### SUPPLIED PASSAGE
+===+

Disagreeing With Analyst Downgrade on US Airways
Mark is a member of The Motley Fool Blog Network -- entries represent the personal opinion of the blogger and are not formally edited.
Even with a fundamental shift in the airline sector, analysts are quick to downgrade US Airways Group (NYSE: LCC) at market low earnings multiples. Sure the airline industry has historically struggled to make profits, but the recent consolidation provides hopes for a liberated industry.
The company operates more than 3,100 flights per day and serves 198 communities around the globe. US Airways expects to close the merger with AMR Corp. (NASDAQOTH: AAMRQ.PK) in the third quarter to become the largest domestic airline. The stock, though, was down around 6% at the lows of the day based in large part on the downgrade.
Bank of America downgraded shares of US Airways and lowered the price target on the stock to only $16. The analyst placed an underperform rating on the stock based on concerns that the proposed merger with AMR wouldn’t produce enough synergies in the short-term to justify a higher price.
One important factor to note when reviewing an analyst position is whether the previous prediction was accurate. Note that the analyst was previously neutral on the stock while it soared to $19.70 prior to the recent sell-off. Any analyst neutral or negative on the stock missed a significant run over the prior months. In reality, this downgrade didn’t change negative opinion by the analyst. If an investor believes in the story, this opinion shouldn’t be followed.

+===+

### ROWS
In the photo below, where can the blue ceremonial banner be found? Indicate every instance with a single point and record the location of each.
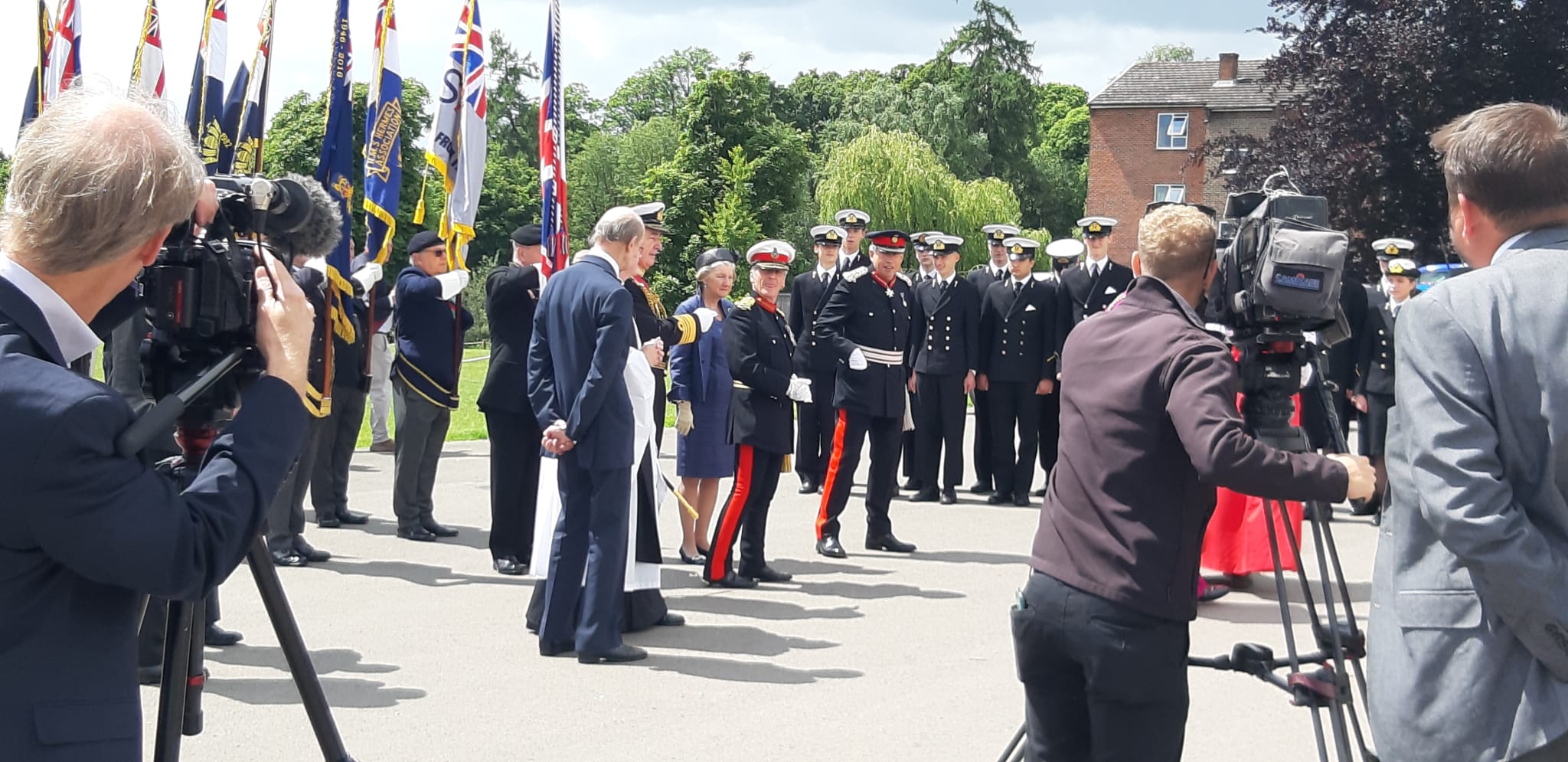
(383, 139)
(336, 165)
(204, 107)
(231, 119)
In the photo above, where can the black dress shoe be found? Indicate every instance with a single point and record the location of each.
(439, 531)
(311, 554)
(770, 574)
(890, 545)
(733, 580)
(416, 534)
(618, 654)
(218, 637)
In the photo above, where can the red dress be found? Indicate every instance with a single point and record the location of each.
(1237, 535)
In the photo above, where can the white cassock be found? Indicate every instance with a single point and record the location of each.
(639, 576)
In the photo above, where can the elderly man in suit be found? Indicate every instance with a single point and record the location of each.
(582, 335)
(1470, 616)
(98, 184)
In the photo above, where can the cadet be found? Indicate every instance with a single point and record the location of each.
(866, 325)
(946, 355)
(814, 361)
(982, 276)
(1018, 332)
(758, 344)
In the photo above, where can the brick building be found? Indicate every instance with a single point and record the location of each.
(1148, 130)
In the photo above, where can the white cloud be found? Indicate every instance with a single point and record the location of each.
(603, 43)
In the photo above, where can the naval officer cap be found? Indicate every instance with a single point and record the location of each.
(652, 215)
(1065, 248)
(1390, 248)
(1096, 226)
(770, 254)
(944, 245)
(852, 218)
(995, 234)
(827, 236)
(1021, 248)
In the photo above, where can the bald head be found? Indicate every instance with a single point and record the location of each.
(94, 178)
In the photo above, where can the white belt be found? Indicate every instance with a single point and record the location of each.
(882, 356)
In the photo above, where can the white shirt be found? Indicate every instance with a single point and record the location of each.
(71, 333)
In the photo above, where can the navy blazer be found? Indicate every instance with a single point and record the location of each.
(85, 534)
(582, 332)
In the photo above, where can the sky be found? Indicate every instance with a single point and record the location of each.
(606, 41)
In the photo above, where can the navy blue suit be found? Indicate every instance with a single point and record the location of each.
(85, 532)
(582, 333)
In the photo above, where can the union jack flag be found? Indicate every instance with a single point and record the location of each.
(552, 151)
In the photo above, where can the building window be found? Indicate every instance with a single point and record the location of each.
(1171, 132)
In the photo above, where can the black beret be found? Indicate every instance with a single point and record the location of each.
(528, 236)
(423, 240)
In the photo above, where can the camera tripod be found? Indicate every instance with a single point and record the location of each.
(184, 678)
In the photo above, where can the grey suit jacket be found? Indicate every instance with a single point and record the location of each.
(1468, 651)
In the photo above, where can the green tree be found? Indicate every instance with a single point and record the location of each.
(1168, 54)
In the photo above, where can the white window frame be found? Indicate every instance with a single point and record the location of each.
(1167, 140)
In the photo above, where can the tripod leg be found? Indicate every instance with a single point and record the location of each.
(300, 667)
(172, 692)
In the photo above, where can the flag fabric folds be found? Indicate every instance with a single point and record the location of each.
(459, 137)
(253, 110)
(383, 139)
(204, 107)
(146, 71)
(552, 151)
(333, 170)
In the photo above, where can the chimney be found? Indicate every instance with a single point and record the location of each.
(1228, 64)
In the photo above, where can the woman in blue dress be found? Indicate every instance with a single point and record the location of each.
(700, 386)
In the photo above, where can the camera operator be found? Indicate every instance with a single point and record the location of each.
(1101, 626)
(96, 185)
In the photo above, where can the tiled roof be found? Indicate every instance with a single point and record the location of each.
(1161, 83)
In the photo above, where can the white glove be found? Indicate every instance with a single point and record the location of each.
(453, 283)
(369, 276)
(684, 417)
(799, 389)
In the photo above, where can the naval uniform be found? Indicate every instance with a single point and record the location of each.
(982, 278)
(946, 350)
(872, 316)
(760, 348)
(1018, 329)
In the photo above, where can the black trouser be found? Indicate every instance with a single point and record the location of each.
(514, 482)
(420, 435)
(847, 440)
(815, 422)
(336, 450)
(286, 513)
(1050, 430)
(1101, 682)
(745, 513)
(982, 438)
(939, 427)
(1014, 404)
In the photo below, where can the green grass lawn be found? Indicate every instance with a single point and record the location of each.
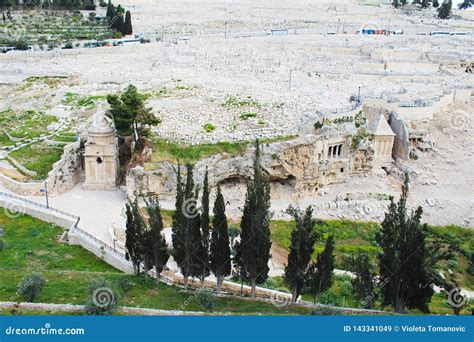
(38, 157)
(28, 124)
(32, 245)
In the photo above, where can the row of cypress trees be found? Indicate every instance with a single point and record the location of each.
(196, 250)
(199, 250)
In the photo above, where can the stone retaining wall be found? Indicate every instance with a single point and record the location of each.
(61, 178)
(95, 247)
(17, 207)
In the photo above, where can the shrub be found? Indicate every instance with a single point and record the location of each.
(31, 287)
(103, 300)
(247, 115)
(206, 299)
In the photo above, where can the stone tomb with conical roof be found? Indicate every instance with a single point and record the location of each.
(383, 137)
(101, 154)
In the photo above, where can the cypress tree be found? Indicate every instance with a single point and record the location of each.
(365, 279)
(133, 234)
(466, 4)
(128, 23)
(178, 226)
(303, 238)
(205, 225)
(160, 248)
(220, 250)
(407, 264)
(194, 263)
(319, 277)
(253, 250)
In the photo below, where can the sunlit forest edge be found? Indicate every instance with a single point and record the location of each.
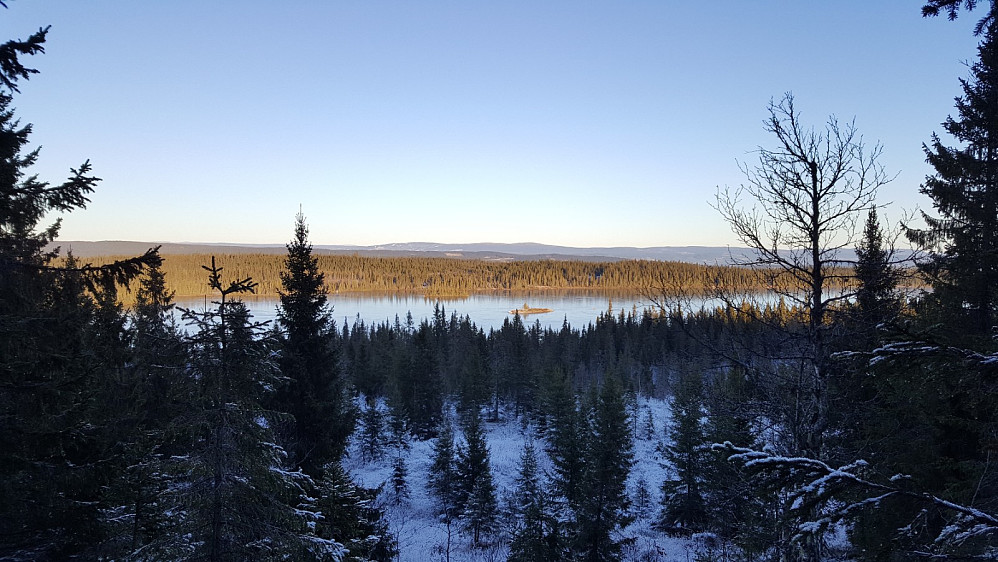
(456, 278)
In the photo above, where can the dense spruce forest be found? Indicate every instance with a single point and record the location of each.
(455, 277)
(850, 419)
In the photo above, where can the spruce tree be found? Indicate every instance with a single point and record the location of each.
(400, 442)
(962, 240)
(53, 432)
(566, 433)
(443, 482)
(876, 298)
(371, 438)
(314, 395)
(683, 506)
(238, 499)
(603, 505)
(349, 517)
(536, 536)
(477, 493)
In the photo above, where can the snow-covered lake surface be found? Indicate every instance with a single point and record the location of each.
(485, 310)
(421, 536)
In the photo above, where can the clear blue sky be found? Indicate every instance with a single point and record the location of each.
(572, 123)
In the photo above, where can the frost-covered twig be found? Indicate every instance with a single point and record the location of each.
(812, 482)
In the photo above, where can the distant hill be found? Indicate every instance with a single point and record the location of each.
(481, 250)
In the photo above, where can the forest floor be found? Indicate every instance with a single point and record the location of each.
(422, 536)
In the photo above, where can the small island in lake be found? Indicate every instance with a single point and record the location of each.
(529, 310)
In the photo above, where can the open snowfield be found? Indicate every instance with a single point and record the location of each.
(422, 536)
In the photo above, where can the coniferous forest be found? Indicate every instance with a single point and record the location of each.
(844, 416)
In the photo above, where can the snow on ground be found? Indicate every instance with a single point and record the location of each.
(423, 537)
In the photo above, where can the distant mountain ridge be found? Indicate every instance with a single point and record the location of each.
(478, 250)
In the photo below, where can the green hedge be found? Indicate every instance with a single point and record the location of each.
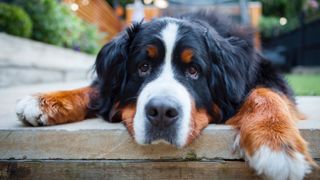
(56, 24)
(14, 20)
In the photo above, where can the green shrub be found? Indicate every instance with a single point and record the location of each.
(56, 24)
(14, 20)
(269, 26)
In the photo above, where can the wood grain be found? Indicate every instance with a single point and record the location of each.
(133, 169)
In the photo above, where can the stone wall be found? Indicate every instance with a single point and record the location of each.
(23, 61)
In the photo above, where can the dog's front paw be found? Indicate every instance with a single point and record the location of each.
(29, 111)
(279, 164)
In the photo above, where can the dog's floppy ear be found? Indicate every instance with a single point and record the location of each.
(230, 69)
(111, 69)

+===+

### WHAT YOU HAVE TO DO
Write out every figure that appears in digits in the piece on the US Airways downgrade.

### THE RESPONSE
3,100; 198; 6%; $16; $19.70